Segmentation labeling items:
****************

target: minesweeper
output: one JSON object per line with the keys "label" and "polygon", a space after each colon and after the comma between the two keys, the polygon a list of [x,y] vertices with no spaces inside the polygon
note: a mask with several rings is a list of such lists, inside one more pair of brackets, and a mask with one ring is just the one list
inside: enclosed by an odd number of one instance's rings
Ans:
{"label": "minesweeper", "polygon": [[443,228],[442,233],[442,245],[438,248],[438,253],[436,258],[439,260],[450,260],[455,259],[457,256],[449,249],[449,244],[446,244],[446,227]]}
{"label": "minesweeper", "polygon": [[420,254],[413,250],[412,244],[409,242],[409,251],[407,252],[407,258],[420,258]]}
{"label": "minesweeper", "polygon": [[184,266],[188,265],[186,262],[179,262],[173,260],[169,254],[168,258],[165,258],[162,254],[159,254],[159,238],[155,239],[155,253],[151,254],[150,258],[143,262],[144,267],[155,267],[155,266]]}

****************

PROBLEM REQUIREMENTS |
Please recast every line of the data above as a numbered list, leaving out any blank lines.

WRITTEN RESPONSE |
1. target: minesweeper
2. output: one JSON object per line with the keys "label" and "polygon", a space after each colon and after the comma between the two keys, the polygon a list of [x,y] vertices with no spaces inside the polygon
3. note: a mask with several rings is a list of such lists, inside one more pair of brackets, and a mask with one ring is just the one list
4. inside: enclosed by an odd number of one instance's rings
5. Ans:
6. {"label": "minesweeper", "polygon": [[443,228],[442,233],[442,245],[438,248],[438,253],[436,258],[439,260],[450,260],[455,259],[457,256],[449,249],[449,244],[446,244],[446,227]]}
7. {"label": "minesweeper", "polygon": [[420,254],[413,250],[412,244],[409,242],[409,251],[407,252],[407,258],[420,258]]}
8. {"label": "minesweeper", "polygon": [[184,266],[188,265],[186,262],[179,262],[173,260],[169,254],[168,258],[165,258],[162,254],[159,254],[159,238],[155,239],[155,253],[151,254],[150,258],[143,262],[144,267],[155,267],[155,266]]}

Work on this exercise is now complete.